++++ Information provided
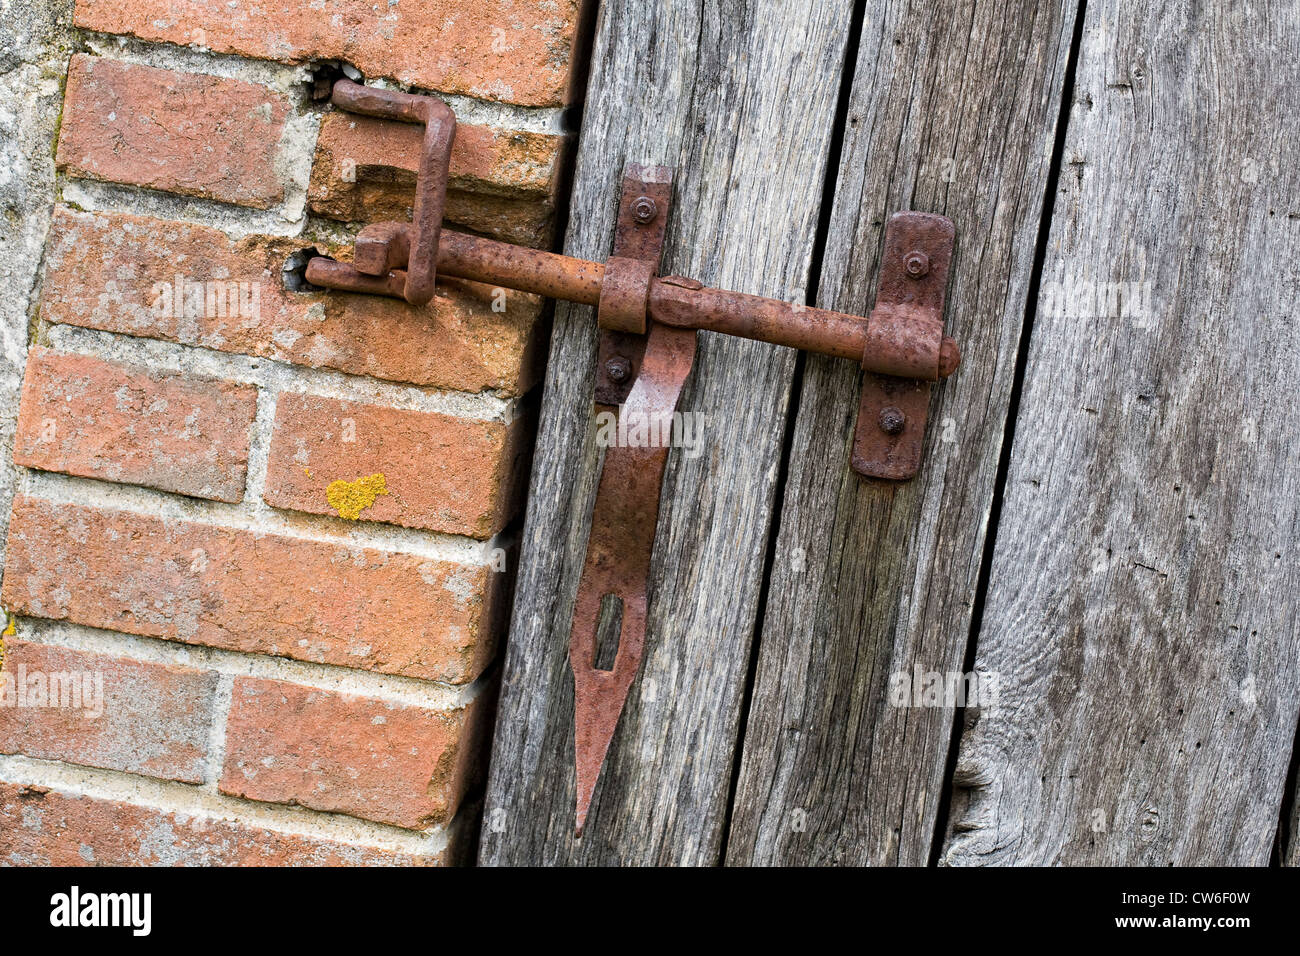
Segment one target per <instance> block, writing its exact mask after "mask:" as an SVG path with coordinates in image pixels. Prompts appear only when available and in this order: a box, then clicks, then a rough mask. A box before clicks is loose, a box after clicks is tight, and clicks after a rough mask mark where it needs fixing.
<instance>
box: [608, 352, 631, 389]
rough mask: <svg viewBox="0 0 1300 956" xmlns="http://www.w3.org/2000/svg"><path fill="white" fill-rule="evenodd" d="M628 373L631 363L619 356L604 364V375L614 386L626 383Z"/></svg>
mask: <svg viewBox="0 0 1300 956" xmlns="http://www.w3.org/2000/svg"><path fill="white" fill-rule="evenodd" d="M630 372H632V363H629V362H628V360H627V359H625V358H623V356H621V355H616V356H614V358H612V359H610V360H608V362H606V363H604V373H606V375H607V376H608V378H610V381H612V382H615V384H617V382H621V381H627V377H628V375H629V373H630Z"/></svg>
++++++++
- _Aim of the task_: Rewrite these lines so that "rough mask" becomes "coarse mask" everywhere it occurs, changing nothing else and leaving out the picture.

- _Answer for the task_:
Segment one target per <instance> block, writing its exact mask after "mask:" as an SVG path with coordinates in image pixels. Prompts appear only when available and in this order: a box, then clicks, then a coarse mask. A box before clicks is loose, a box after clicks is tight, and clicks after a coarse mask mark where it needs fixing.
<instance>
box: [608, 352, 631, 389]
coarse mask: <svg viewBox="0 0 1300 956" xmlns="http://www.w3.org/2000/svg"><path fill="white" fill-rule="evenodd" d="M628 373L631 363L619 356L604 364V375L614 386L626 383Z"/></svg>
mask: <svg viewBox="0 0 1300 956" xmlns="http://www.w3.org/2000/svg"><path fill="white" fill-rule="evenodd" d="M630 372H632V363H629V362H628V360H627V359H625V358H623V356H621V355H616V356H614V358H612V359H610V360H608V362H606V363H604V373H606V375H607V376H608V378H610V381H612V382H615V384H617V382H621V381H627V377H628V375H629V373H630Z"/></svg>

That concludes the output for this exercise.